Aim of the exercise —
Update the items from the line that contains "Q: Put a point on each instance of the drainpipe" up to and including the line that contains "x=250 y=280", replacing "Found at:" with "Located at:" and leaving all else unchanged.

= = = = =

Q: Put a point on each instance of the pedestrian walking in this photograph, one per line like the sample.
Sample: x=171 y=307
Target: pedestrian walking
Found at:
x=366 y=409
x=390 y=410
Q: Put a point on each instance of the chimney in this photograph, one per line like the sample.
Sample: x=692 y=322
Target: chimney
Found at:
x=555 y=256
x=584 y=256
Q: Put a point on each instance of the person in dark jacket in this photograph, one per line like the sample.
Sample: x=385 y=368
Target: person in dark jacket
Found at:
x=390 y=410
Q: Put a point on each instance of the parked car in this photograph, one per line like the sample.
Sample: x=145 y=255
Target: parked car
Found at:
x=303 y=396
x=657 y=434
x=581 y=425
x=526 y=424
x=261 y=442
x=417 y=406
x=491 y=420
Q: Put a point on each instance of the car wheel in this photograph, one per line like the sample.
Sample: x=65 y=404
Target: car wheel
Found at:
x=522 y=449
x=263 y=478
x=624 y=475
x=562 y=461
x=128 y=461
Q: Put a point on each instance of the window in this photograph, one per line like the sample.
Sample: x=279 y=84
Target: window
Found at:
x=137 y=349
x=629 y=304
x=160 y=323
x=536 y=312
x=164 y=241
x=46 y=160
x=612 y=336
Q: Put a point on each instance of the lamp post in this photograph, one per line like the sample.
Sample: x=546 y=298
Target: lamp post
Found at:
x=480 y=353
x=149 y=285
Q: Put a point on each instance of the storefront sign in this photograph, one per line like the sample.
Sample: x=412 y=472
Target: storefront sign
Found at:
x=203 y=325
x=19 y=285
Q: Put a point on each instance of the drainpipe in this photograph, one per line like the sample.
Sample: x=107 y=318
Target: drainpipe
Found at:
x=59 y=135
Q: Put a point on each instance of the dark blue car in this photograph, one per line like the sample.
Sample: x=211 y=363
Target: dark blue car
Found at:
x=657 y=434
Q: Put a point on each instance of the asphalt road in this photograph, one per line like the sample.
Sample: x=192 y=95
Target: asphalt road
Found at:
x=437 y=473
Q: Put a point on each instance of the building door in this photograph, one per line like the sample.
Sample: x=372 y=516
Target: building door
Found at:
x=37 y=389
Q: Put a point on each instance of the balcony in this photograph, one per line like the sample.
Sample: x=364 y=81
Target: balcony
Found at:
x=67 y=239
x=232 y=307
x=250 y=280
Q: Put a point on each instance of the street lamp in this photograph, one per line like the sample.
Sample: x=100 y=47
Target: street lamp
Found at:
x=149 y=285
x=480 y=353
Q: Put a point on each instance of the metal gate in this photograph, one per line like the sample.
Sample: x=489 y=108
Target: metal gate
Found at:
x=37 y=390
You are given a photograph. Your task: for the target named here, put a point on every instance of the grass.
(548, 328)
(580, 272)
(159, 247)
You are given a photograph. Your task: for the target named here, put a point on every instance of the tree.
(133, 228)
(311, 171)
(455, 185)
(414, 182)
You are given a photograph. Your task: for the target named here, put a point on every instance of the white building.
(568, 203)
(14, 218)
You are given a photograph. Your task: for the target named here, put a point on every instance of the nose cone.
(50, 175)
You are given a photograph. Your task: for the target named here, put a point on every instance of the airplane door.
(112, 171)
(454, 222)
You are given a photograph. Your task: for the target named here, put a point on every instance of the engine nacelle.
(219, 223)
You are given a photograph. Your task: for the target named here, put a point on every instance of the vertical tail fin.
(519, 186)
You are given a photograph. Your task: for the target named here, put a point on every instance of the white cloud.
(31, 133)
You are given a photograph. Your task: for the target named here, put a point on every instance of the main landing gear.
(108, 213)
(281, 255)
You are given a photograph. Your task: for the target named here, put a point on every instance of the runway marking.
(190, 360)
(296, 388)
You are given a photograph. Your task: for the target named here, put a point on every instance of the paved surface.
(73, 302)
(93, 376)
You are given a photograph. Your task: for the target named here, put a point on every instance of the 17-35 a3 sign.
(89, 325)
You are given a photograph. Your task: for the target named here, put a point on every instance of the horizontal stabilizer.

= = = = =

Solution to the problem —
Q: Put a point on each instance of the drainpipe in this photograph, one per line like the sample.
Sample: x=107 y=318
Target: drainpipe
Located at:
x=59 y=135
Q: Put a point on each instance of the dark blue car in this photograph, one per line like the sample.
Sample: x=211 y=363
Target: dark blue car
Located at:
x=657 y=434
Q: Put a point on each instance of the asphalt road in this photograph, one per line like the sample.
Sample: x=192 y=95
Target: asphalt road
Located at:
x=437 y=473
Q: Put a point on each instance of the building door in this photograph, one per line like the sample.
Sample: x=372 y=516
Target: building door
Located at:
x=37 y=389
Q: Put a point on each instance of the balcony in this photograph, one per line like the sample.
Sample: x=364 y=81
Target: balcony
Located at:
x=67 y=239
x=232 y=307
x=250 y=280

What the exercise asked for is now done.